**PROBLEM REQUIREMENTS:** The full set of lines below has to be duplicated exactly, with no picture kept.
Segment Start: PROVIDED INFORMATION
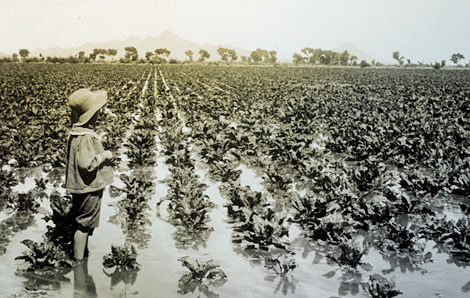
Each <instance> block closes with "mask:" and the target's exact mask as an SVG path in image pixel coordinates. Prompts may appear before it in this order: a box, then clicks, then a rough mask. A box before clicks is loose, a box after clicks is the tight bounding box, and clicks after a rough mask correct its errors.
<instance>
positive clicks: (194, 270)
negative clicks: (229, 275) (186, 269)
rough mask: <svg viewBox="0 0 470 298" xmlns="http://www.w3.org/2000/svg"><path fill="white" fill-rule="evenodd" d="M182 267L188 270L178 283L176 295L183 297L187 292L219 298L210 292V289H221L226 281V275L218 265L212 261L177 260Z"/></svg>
mask: <svg viewBox="0 0 470 298" xmlns="http://www.w3.org/2000/svg"><path fill="white" fill-rule="evenodd" d="M178 260H179V261H180V262H181V264H182V266H183V267H186V268H187V269H189V272H186V273H184V274H183V275H182V276H181V278H180V279H179V281H178V288H179V290H178V293H179V294H182V295H185V294H187V293H189V292H191V293H194V292H195V291H196V290H197V292H198V297H200V293H202V294H204V295H205V296H206V297H208V298H215V297H219V294H217V293H215V292H213V291H211V289H210V288H211V287H216V288H218V287H221V286H222V285H224V284H225V282H226V281H227V275H226V274H225V272H224V271H223V270H222V269H220V268H219V267H220V266H219V265H217V264H216V263H214V262H213V261H212V260H209V261H206V262H200V261H198V260H189V259H188V257H187V256H186V257H182V258H179V259H178Z"/></svg>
Segment End: PROVIDED INFORMATION
**SOLVED PROBLEM:**
Each <instance> block closes with "mask:" and the target's exact mask as an SVG path in image pixel coordinates. Prompts may appear before it in this order: a box, then clicks, then a rough mask. A box before clicks is loose, a box after clicks is the tight bounding box, and clicks after a rough mask correct its errors.
<instance>
positive clicks: (194, 270)
negative clicks: (229, 275) (186, 269)
rough mask: <svg viewBox="0 0 470 298" xmlns="http://www.w3.org/2000/svg"><path fill="white" fill-rule="evenodd" d="M182 267L188 270L178 283L176 295L183 297L187 292L219 298L210 292V289H221L226 281V275L218 265L212 261L177 260Z"/></svg>
mask: <svg viewBox="0 0 470 298" xmlns="http://www.w3.org/2000/svg"><path fill="white" fill-rule="evenodd" d="M178 260H179V261H180V262H181V264H182V266H183V267H186V268H187V269H189V272H186V273H184V274H183V275H182V276H181V278H180V279H179V281H178V288H179V290H178V293H179V294H182V295H185V294H187V293H189V292H191V293H194V292H195V291H196V290H197V292H198V297H200V293H202V294H204V295H205V296H206V297H208V298H215V297H219V294H217V293H215V292H213V291H211V289H210V288H211V287H216V288H218V287H221V286H222V285H224V284H225V282H226V281H227V275H226V274H225V272H224V271H223V270H222V269H220V268H219V267H220V266H219V265H217V264H216V263H214V262H213V261H212V260H209V261H206V262H200V261H198V260H189V259H188V257H187V256H186V257H182V258H179V259H178Z"/></svg>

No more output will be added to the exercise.